- [Source extract]:
10/10/2014 05:58 EDT | Updated 12/10/2014 05:59 EST

Owner of two hockey teams should be fined $300,000 for breaking laws:B.C. lawyer

KAMLOOPS, B.C. - Damage to a fish habitat should cost the millionaire owner of two hockey teams and his company $300,000, a Crown lawyer has told a sentencing hearing.

Digby Kier said Tom Gaglardi had no regard for a fish habitat when he renovated his vacation home on Kamloops Lake in 2010.

Gaglardi, who owns the NHL's Dallas Stars and the WHL's Kamloops Blazers, and Northland Properties were each convicted in August of two counts of harmful alteration of a fish habitat — 2,400 square metres of shoreline area.

The work involved a five-bedroom, two-bathroom addition to an existing bungalow known as Tom's Shack and included extensive landscaping work, a 50-vehicle parking lot and the construction of a boat launch.

"Both defendants were well aware they were trying to keep a low profile and, if they got caught, they were going to seek forgiveness," Kier said Friday.

"That's what you have today — them seeking forgiveness," he told provincial court Judge Stephen Harrison.

"Show this corporation and Tom Gaglardi that they cannot ride roughshod over the laws of Canada and escape without anything being done to them."

Kier said Kamloops Lake is a significant stop for juvenile salmon on their way from the Interior to the Pacific Ocean. It's the last lake on the Thompson River system before flowing into the fast-moving Fraser River, he noted, and is an important feeding stop for young salmon.

Kier said neither Gaglardi nor Northland obtained a building permit for any of the renovation work, adding it will take 40 to 50 years for the fish habitat to return to its healthy state.

Defence lawyer Rob Bruneau said a $300,000 fine is excessive given previous sentences for similar offences and asked for a fine of $50,000 to $75,000.

"Mr. Gaglardi should not be penalized for his financial set in life," Bruneau said.

"Just because we're dealing with an extremely wealthy family doesn't mean we should raise the fine."

Bruneau said Gaglardi's embarrassment by the trial should be a factor in sentencing.

"Certainly, in the court of public opinion, he will continue to suffer because of these circumstances."

A $300,000 fine was the maximum allowed under the Federal Fisheries Act when the offences took place. It is now $1 million.

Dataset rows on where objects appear
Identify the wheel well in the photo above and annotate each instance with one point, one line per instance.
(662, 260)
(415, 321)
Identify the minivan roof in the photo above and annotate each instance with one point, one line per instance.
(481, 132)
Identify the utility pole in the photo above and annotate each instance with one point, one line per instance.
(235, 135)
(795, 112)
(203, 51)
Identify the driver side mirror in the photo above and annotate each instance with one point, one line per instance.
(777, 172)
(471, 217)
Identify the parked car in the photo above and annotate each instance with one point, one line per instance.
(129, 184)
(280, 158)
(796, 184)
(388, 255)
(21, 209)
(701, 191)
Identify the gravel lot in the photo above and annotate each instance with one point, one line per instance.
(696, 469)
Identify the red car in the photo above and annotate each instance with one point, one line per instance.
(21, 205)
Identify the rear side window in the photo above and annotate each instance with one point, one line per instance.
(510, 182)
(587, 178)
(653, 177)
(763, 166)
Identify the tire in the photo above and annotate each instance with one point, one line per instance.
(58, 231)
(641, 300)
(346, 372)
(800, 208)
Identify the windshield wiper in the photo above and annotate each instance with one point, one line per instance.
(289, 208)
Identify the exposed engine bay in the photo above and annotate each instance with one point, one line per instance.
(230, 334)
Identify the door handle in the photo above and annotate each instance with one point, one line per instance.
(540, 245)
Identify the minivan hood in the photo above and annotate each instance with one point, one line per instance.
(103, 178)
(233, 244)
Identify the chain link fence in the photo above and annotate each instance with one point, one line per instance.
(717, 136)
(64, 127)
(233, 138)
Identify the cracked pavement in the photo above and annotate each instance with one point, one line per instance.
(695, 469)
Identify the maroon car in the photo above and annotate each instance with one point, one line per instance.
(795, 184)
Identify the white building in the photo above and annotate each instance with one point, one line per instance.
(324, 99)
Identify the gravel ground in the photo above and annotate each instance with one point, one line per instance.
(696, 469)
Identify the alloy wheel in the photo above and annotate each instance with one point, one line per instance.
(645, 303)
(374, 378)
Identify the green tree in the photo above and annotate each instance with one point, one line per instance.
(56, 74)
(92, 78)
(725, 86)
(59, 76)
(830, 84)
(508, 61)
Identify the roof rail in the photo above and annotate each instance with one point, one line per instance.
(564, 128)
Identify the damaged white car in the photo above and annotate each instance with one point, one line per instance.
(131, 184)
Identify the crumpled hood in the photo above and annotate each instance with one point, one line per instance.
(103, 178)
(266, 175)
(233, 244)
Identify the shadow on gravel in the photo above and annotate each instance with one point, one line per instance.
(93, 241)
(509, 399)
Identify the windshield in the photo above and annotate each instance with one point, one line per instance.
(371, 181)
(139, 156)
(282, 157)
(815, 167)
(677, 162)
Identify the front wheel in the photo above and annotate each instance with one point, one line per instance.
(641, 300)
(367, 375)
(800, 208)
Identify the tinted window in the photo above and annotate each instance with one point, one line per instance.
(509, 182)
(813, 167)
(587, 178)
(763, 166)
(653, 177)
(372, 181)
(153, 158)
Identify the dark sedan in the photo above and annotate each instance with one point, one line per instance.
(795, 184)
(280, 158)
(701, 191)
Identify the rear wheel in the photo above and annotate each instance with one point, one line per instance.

- [Tasks to complete]:
A - List every person named in the news report about the hockey team owner's sentencing hearing.
B - Reproduce the stretch of the records from the line containing "Identify the green" through the end of the records, word for word.

- [Solution list]:
A - Tom Gaglardi, Digby Kier, Stephen Harrison, Rob Bruneau

B -
Identify the green tree in the photo above and annotate each instance with one point, one line per instance.
(56, 74)
(92, 78)
(725, 86)
(59, 76)
(830, 84)
(508, 61)
Identify the roof rail in the photo above and annotate each instance with one point, one line per instance.
(564, 128)
Identify the damaged white car in the photo above and annotate each instance with one point, one line per instance.
(131, 184)
Identify the crumpled hood in the photo above and annotate each instance with one point, one line per instance.
(103, 178)
(266, 175)
(233, 244)
Identify the shadow on gravel in the photo above and annotate each instance with one point, one line per instance.
(93, 241)
(509, 399)
Identify the windshield in the photo above and annotate each instance with one point, one line per instance.
(371, 181)
(139, 156)
(282, 157)
(815, 167)
(677, 162)
Identify the front wheel in the photo above and annotate each instance with one point, one line per instance.
(641, 300)
(367, 375)
(800, 208)
Identify the tinted window in the photo above and annotate each instance with one point, one line per instance.
(509, 182)
(813, 167)
(587, 178)
(763, 166)
(653, 177)
(372, 181)
(153, 158)
Identify the dark sedan in the photo above and annotate each instance with one point, one line per instance.
(795, 184)
(280, 158)
(701, 191)
Identify the rear wheel in the photo above and annotate each instance with one point, one line per instance.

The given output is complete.